What is needed here is an exact repetition of the records below, beginning at the line that has "Expected behaviour: for each instance of the tractor" and stopping after the line that has "Expected behaviour: for each instance of the green field".

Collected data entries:
++++++++

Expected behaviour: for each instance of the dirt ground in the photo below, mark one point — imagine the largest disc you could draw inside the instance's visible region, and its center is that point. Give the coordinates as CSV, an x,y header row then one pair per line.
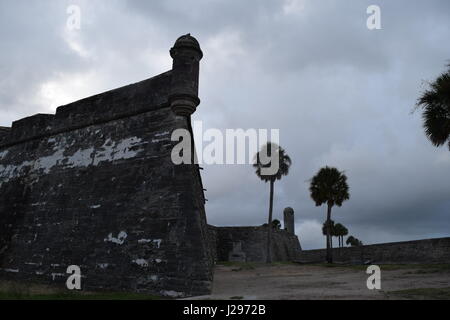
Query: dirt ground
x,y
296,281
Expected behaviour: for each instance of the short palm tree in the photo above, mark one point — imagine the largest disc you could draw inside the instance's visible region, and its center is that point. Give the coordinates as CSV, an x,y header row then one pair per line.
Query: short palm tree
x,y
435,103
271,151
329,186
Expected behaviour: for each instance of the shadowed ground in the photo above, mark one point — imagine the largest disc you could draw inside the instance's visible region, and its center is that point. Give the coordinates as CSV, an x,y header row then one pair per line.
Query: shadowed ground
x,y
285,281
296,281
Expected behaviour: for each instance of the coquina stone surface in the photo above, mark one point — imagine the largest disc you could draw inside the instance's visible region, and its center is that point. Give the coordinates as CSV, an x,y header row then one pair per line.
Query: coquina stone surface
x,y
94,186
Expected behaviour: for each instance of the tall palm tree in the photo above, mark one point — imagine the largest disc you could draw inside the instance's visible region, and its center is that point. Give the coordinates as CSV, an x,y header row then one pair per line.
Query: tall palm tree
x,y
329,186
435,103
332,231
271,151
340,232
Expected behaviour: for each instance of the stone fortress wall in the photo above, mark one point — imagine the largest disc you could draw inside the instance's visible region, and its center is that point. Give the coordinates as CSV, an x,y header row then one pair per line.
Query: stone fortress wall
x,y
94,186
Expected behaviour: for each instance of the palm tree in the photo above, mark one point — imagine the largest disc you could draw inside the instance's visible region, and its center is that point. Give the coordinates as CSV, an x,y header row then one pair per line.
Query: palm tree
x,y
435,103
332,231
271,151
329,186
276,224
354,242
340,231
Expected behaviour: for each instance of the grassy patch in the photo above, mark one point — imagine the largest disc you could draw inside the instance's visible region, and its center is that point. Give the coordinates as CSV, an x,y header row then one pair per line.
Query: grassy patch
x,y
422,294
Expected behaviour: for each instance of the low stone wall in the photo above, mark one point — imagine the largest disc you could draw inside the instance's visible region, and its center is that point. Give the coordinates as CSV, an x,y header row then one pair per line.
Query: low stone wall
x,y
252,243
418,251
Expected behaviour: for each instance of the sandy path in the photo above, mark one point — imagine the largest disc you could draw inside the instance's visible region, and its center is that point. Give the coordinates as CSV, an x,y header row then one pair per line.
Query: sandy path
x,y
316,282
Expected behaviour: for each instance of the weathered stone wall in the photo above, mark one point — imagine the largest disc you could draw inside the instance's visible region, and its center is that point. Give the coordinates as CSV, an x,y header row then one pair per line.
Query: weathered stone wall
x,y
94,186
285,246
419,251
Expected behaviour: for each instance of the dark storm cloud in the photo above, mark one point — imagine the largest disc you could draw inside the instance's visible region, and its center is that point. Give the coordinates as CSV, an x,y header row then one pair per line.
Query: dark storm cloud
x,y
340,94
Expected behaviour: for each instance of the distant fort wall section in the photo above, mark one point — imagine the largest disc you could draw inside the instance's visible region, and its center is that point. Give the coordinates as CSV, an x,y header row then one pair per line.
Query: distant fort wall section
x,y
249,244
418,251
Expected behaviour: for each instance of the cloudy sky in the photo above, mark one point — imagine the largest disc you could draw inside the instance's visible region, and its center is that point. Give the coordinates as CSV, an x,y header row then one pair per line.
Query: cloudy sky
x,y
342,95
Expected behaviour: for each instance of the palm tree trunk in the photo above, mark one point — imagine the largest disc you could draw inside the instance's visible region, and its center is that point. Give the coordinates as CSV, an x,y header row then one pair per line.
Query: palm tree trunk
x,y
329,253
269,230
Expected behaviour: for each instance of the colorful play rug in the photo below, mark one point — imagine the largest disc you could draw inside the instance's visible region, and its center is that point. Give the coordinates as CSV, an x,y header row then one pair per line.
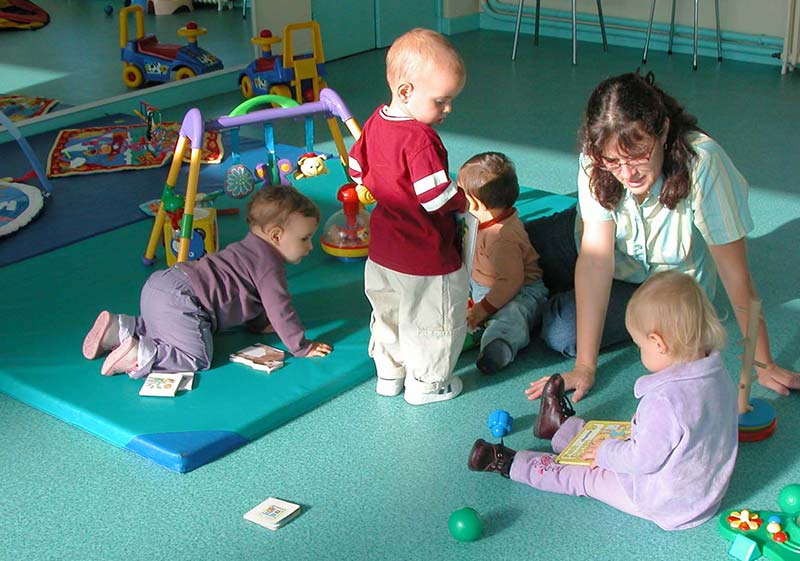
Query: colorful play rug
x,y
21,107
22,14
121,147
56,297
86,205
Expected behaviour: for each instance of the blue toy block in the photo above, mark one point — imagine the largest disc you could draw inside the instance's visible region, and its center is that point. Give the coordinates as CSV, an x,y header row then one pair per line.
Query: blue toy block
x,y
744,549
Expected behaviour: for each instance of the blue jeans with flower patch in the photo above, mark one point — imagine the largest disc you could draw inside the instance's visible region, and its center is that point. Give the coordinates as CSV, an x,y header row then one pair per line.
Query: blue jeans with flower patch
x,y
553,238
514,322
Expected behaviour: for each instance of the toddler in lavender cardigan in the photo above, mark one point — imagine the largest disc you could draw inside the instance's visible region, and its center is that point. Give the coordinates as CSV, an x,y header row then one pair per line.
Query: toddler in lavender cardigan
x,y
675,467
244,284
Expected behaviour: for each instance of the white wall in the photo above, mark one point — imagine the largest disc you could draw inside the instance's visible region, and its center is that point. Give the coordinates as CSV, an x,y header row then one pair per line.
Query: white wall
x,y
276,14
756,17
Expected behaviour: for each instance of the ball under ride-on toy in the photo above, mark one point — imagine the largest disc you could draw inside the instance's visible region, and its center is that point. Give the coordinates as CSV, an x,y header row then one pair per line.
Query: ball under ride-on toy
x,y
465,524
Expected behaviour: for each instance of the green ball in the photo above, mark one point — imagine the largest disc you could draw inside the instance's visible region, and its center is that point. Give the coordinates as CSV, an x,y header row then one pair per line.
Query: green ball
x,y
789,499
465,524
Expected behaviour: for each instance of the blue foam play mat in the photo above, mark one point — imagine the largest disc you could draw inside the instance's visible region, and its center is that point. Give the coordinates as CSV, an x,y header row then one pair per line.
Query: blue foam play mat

++++++++

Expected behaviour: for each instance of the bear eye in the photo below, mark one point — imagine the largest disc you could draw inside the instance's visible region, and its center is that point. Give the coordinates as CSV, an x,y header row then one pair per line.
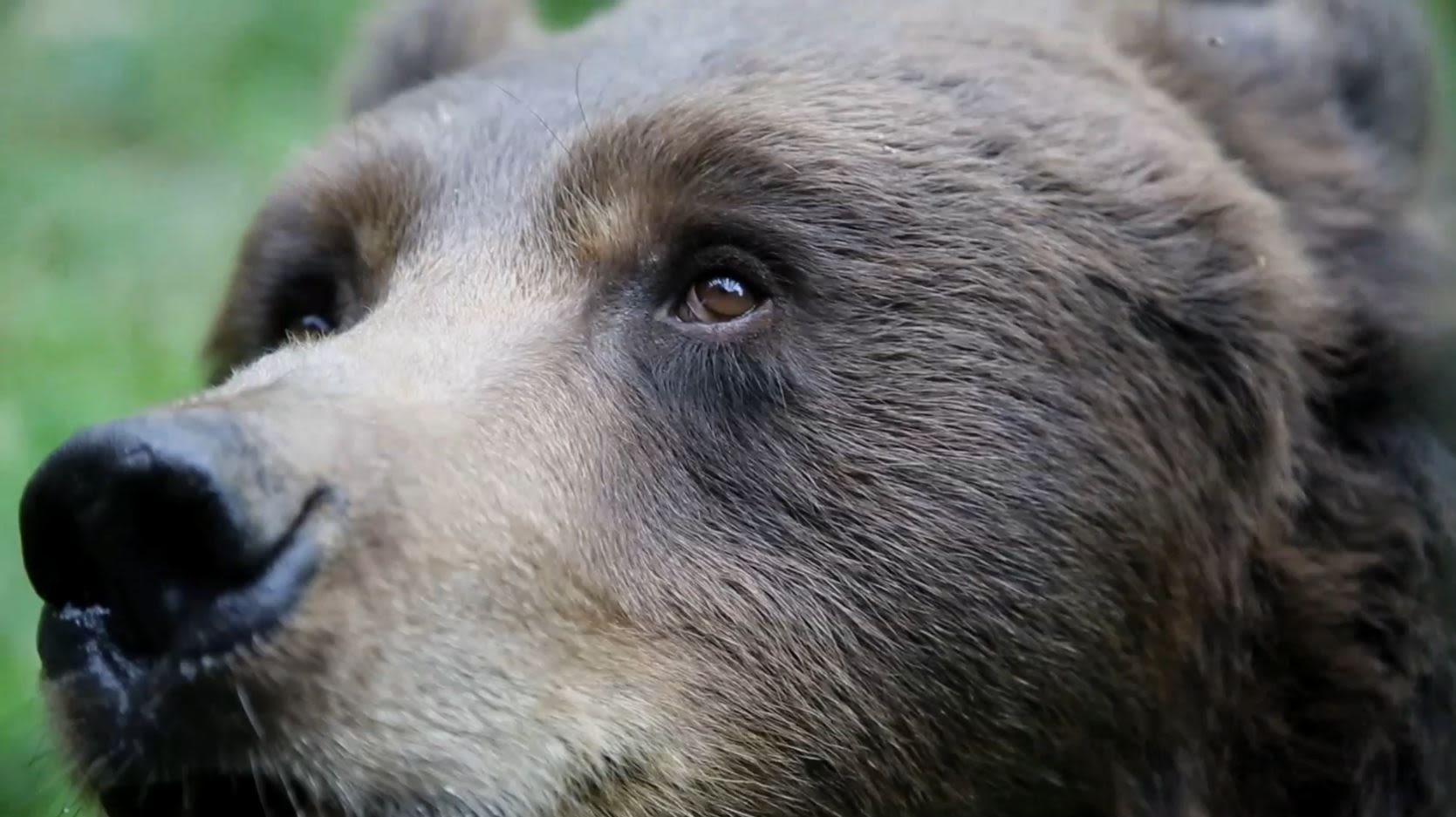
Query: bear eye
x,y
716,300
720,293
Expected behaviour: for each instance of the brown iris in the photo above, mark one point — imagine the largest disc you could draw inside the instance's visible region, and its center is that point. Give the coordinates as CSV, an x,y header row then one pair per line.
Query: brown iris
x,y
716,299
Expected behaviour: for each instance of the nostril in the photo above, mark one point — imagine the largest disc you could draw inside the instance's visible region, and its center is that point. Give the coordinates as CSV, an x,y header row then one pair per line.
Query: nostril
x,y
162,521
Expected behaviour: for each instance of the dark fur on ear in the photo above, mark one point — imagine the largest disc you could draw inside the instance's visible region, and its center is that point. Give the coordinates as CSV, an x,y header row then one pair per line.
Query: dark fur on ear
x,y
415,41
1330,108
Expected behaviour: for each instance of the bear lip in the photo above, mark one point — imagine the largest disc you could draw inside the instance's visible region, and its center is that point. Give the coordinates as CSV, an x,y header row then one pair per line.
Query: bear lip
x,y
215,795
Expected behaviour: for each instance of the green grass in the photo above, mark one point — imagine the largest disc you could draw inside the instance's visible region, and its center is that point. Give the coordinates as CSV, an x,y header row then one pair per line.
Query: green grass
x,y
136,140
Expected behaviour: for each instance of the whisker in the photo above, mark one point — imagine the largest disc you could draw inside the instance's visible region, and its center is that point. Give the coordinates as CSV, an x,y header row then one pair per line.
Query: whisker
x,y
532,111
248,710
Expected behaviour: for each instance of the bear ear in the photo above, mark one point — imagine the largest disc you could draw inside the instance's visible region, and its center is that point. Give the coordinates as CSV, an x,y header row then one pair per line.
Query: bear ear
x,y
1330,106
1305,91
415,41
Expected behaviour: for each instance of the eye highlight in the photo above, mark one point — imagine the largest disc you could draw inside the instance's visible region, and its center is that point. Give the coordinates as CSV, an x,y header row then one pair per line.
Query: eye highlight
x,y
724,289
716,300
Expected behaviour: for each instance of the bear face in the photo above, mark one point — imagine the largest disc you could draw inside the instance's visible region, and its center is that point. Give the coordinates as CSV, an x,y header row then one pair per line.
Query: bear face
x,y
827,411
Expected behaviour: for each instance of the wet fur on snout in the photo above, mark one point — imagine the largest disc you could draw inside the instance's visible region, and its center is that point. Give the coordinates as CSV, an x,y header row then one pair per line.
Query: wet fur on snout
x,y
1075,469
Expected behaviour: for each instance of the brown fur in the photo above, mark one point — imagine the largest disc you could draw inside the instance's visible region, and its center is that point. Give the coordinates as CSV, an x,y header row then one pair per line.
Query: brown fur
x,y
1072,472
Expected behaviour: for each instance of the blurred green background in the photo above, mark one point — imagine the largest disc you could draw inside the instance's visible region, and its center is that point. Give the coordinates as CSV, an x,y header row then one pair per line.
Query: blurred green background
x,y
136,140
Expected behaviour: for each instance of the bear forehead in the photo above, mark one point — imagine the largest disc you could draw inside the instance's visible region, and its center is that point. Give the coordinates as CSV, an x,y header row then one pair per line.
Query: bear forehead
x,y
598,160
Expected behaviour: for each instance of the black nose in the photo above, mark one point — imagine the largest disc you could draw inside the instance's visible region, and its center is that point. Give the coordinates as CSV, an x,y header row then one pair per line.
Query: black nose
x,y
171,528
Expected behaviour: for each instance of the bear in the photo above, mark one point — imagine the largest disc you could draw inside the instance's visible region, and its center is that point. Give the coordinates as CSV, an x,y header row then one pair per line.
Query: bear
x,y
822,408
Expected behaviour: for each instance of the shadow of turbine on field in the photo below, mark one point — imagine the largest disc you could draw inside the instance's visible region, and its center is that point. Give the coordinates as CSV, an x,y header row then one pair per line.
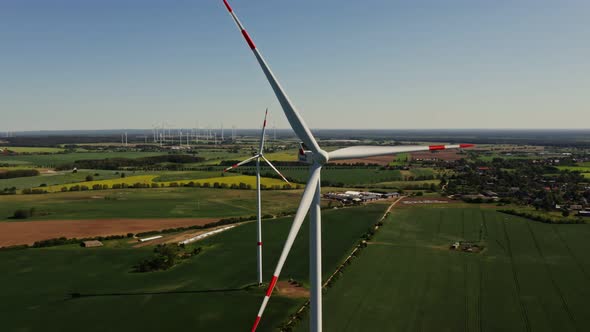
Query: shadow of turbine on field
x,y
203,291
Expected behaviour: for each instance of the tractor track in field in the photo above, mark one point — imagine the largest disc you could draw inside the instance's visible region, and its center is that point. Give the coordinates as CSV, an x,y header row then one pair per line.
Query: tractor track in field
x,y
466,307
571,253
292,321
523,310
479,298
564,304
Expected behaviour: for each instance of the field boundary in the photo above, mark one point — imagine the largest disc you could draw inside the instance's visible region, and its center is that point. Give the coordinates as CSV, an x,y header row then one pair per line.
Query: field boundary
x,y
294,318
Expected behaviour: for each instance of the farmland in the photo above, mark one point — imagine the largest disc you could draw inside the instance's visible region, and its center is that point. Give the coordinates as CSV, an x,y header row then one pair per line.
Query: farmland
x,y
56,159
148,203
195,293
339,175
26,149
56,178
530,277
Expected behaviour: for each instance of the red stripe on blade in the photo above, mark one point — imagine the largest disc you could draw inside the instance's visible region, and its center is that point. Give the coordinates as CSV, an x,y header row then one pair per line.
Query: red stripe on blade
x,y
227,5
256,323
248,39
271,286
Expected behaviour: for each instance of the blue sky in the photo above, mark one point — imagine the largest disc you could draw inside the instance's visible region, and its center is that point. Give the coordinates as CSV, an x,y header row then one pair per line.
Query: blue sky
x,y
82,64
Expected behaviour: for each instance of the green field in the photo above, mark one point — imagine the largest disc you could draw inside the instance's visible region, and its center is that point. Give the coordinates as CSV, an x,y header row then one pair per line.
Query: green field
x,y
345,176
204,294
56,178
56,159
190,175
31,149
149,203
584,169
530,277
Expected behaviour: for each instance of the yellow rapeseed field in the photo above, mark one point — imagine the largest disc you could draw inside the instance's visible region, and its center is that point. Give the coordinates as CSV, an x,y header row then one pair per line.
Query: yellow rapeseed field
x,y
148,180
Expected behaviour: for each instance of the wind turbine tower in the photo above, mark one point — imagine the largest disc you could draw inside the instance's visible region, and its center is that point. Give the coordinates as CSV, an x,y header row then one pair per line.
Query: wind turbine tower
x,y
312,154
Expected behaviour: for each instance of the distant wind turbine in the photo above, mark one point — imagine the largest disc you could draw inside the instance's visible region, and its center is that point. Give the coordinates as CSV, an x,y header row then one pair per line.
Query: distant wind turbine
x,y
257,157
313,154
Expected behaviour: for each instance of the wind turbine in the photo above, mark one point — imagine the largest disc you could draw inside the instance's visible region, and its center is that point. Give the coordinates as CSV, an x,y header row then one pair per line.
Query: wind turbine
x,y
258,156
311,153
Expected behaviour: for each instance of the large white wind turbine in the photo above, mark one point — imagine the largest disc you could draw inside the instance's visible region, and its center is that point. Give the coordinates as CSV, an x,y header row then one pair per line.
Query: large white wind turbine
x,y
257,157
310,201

++++++++

» Response below:
Expected behaviour: for each instance of the tractor track in field in the photo above, mark one point — imagine the largest disc you could draw inside the instance's visible region, and its center is that point. Give the coordinates as CSV, an x,y header row then one pair per line.
Query: tractor track in field
x,y
466,307
571,253
292,321
523,310
479,298
564,304
Expected behaviour: for each instance of the field boundary in the photo above, mark one point — imagine the largest disc you could draw inside the instance's visible region, and its center is that point. Give the coordinates as CSV, an x,y header row then one pair per line.
Query: field boundary
x,y
294,318
Expected behaviour: for each instance of the farmland in the photo above, mark one point — imagine the largest disc you could draw inside the instance's visible region, and its center is that point. Give the coordinates as CSV, an x,y header row then one pair per line.
Query: farmland
x,y
56,159
148,203
195,293
339,175
26,149
56,178
530,277
Expected behaviour: for each instance of the red stripe on blade in the photo above, mark one point — imagine the largest disc you could draw inside the instance's visible region, and its center is that point. Give the coordinates as CSV, an x,y header row then one pair per line.
Query: red stripe on blade
x,y
227,5
256,323
248,39
271,286
Expected behaviour: for each instance of the blue sky in the photo above, mark one point — imagine the largest disc you could draw inside the instance's visible region, and its center is that point. Give the coordinates as CSV, an x,y header row then one pair per line.
Query: blue sky
x,y
82,64
Expected behaviour: for each instance of the green field in the photo above, mark one point — imagine the largest disc you could draw inside the instance's visible region, and its center is that point. Give the coordinates as CSV, an x,y header row then one pair per line.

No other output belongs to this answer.